→ What you need to do: Exactly as written, please set down all of the entries again, with no pictures.

======== Excerpted records

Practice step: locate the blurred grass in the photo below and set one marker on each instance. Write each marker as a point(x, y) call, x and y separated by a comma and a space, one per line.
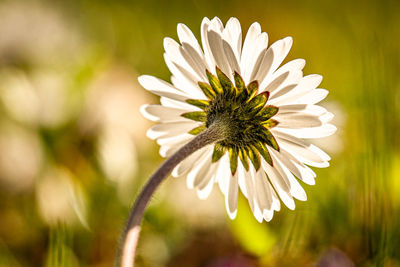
point(354, 207)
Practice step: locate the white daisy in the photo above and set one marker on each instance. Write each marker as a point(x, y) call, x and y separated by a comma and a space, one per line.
point(269, 112)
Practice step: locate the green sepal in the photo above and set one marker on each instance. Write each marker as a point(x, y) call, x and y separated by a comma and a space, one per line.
point(239, 83)
point(198, 103)
point(254, 157)
point(233, 157)
point(197, 130)
point(252, 89)
point(271, 123)
point(214, 82)
point(269, 111)
point(207, 90)
point(270, 140)
point(218, 152)
point(243, 158)
point(195, 116)
point(256, 104)
point(266, 94)
point(225, 82)
point(264, 152)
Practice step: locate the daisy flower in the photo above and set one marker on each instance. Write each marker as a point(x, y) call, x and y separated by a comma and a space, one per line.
point(267, 112)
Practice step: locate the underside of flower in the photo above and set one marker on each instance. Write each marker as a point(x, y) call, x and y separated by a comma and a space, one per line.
point(243, 115)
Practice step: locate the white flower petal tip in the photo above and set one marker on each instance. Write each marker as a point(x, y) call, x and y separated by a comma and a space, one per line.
point(289, 114)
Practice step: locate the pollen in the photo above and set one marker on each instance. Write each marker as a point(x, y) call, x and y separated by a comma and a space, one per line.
point(243, 111)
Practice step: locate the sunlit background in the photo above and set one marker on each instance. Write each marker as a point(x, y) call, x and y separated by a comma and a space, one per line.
point(73, 151)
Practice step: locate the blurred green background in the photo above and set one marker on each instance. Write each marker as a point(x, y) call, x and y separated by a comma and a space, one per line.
point(73, 151)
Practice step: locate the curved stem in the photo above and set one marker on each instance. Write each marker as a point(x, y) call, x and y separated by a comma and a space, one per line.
point(130, 236)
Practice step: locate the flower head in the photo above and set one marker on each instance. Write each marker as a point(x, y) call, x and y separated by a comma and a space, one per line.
point(267, 113)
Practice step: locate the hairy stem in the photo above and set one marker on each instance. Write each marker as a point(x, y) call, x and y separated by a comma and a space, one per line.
point(130, 236)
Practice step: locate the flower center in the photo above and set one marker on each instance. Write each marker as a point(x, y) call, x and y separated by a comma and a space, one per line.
point(243, 115)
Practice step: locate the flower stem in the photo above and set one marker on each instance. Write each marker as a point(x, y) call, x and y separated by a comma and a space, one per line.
point(130, 236)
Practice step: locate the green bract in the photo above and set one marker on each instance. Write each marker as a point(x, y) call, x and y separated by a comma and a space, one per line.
point(244, 114)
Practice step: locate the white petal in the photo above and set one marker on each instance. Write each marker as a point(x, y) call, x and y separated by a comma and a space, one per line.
point(217, 51)
point(171, 141)
point(168, 150)
point(281, 186)
point(297, 168)
point(184, 80)
point(195, 60)
point(171, 129)
point(273, 57)
point(199, 169)
point(190, 161)
point(231, 58)
point(206, 46)
point(185, 35)
point(314, 132)
point(248, 186)
point(304, 154)
point(297, 120)
point(161, 88)
point(275, 83)
point(254, 61)
point(231, 198)
point(233, 34)
point(278, 85)
point(162, 113)
point(294, 65)
point(263, 190)
point(179, 56)
point(205, 187)
point(254, 45)
point(310, 109)
point(223, 174)
point(305, 86)
point(313, 96)
point(295, 188)
point(168, 102)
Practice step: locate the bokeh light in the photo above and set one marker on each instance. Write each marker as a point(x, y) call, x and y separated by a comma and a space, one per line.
point(74, 155)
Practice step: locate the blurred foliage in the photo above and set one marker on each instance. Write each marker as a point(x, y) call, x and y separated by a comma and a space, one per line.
point(74, 152)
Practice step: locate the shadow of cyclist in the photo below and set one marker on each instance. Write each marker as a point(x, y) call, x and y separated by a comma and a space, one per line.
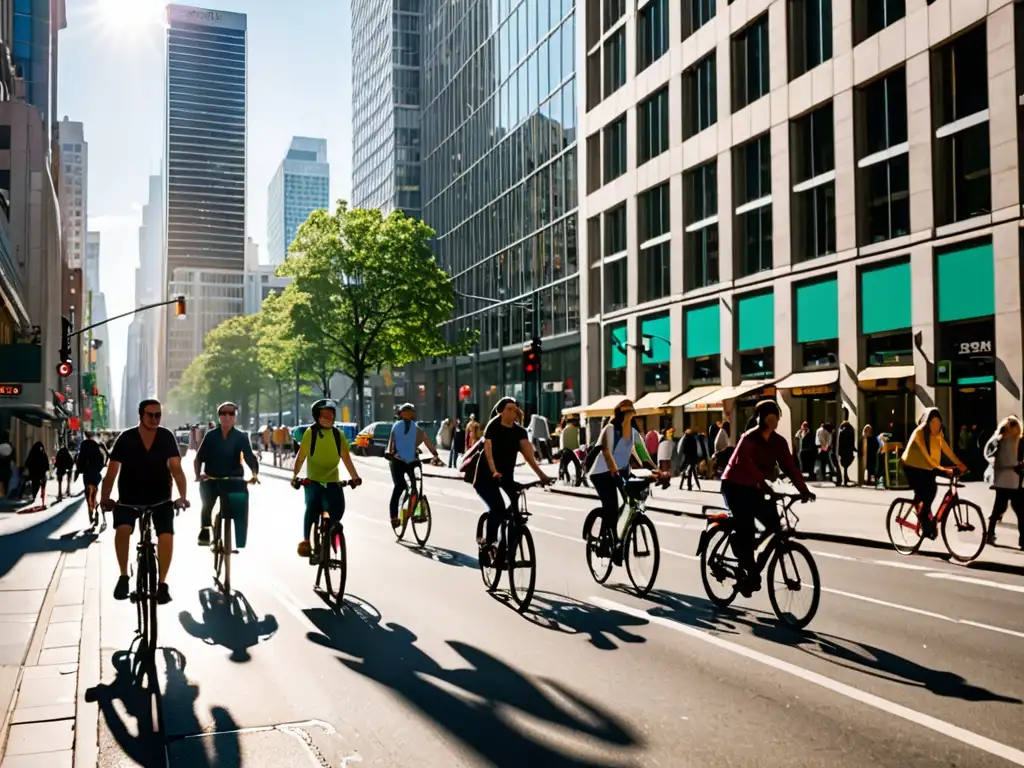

================

→ Output for this exercise:
Practice step: locate the blurred grass in the photo below and set one marker on each instance. Write each marker as a point(x, y) call, x and y separated by a comma and a space, one per line.
point(354, 207)
Practice step: locate the white daisy in the photo above and set one marker on each instance. Write each marker as a point(x, y) call, x and y separated by a comma and a space, one per line.
point(269, 112)
Practice step: locate the green sepal in the photo above and set one marker on each instance. Write each marker as a point(x, y) call, x and y separated by a comma and a space, one per line.
point(239, 83)
point(198, 103)
point(254, 157)
point(233, 157)
point(197, 130)
point(252, 89)
point(271, 123)
point(214, 82)
point(269, 111)
point(207, 90)
point(270, 140)
point(218, 152)
point(243, 158)
point(195, 116)
point(256, 104)
point(266, 94)
point(225, 82)
point(264, 152)
Practice step: locate the daisy flower in the photo above and set one marker on each instance. Write each marker as a point(x, y) call, x and y separated by a comma and a space, one per line.
point(267, 112)
Practice step: locate the underside of flower in the photo above and set one marker on each instance. Write each marker as a point(x, y) call, x and y separated by a comma and a space, one per line.
point(243, 115)
Practice step: locate the white flower petal tip in the photo above and set one marker on each instance. Write each marker as a point(x, y) call, x and y separated by a comma and a space, one per line.
point(289, 114)
Practice step: locate the pollen in the photo above and set one marker on each instance. Write each marker as a point(x, y) call, x and y separated by a comma and a space, one per line.
point(243, 111)
Practice step: locate the sunlit background in the photo above and set one marker on each instance. Write each marker as a point(x, y) call, x and y separated by a comma and a space, one per line.
point(73, 151)
Practice step: locate the blurred green background in the photo above and set one marker on each instance. Write each marker as a point(x, y) call, x and y separated by a comma and a space, one per line.
point(73, 151)
Practice step: locate the curved stem in the photo above and set one marker on each instance. Write each marker as a point(x, y) call, x and y separated by a comma and a space, one per line.
point(130, 236)
Practice step: locate the flower head in the photo above and set one marker on each instance. Write each marker as a point(x, y) call, x and y separated by a comma and a space, one per line.
point(267, 113)
Practice step: locate the hairy stem in the photo above and set one marker on each instance. Write each marker as a point(x, y) call, x and y separated by a comma and a space, one per line.
point(130, 236)
Practice step: locate the flower center in the photo above and set one marker on each instance. Write each marker as a point(x, y) call, x and y separated by a comma and a space, one per line.
point(243, 115)
Practice step: locate the flower stem in the photo above and set one marker on each instance. Write each marker as a point(x, y) call, x and y separated by a comma and a space, one per line.
point(130, 236)
Practice step: locate the green bract in the photo above and set one marker on each instance. Write each marker as a point(x, y) call, x and y separated by a comma and a space, one per line.
point(244, 114)
Practice step: locate the white petal in the photo above and set one marker on each instance. Write each marker as a point(x, y) call, x and y separated by a comma and a space, one per line.
point(217, 51)
point(171, 141)
point(168, 150)
point(281, 186)
point(297, 168)
point(184, 80)
point(195, 60)
point(171, 129)
point(273, 57)
point(199, 169)
point(190, 161)
point(231, 58)
point(206, 46)
point(185, 35)
point(314, 132)
point(248, 186)
point(304, 154)
point(297, 120)
point(161, 88)
point(275, 83)
point(254, 61)
point(231, 198)
point(233, 34)
point(278, 85)
point(162, 113)
point(294, 65)
point(263, 190)
point(179, 56)
point(205, 187)
point(254, 45)
point(310, 109)
point(223, 174)
point(305, 86)
point(313, 96)
point(295, 188)
point(168, 102)
Practice step: locate the bokeh light in the photo above and set one marker on each instance. Write each marker as a point(x, y) call, x and y separated by a comma and a space, one per line.
point(74, 155)
Practice step: locate the blurred foliage in the photo above and set one marker on each instance. Write each marker as a point(x, y) call, x and y separated by a comma and a space, one per line.
point(74, 152)
Practice step: locate the shadow of cyclist in the photo below and set one marker on each instance. Write each marker as a point(x, y) call, x and y separated by a comma and a space, one per line.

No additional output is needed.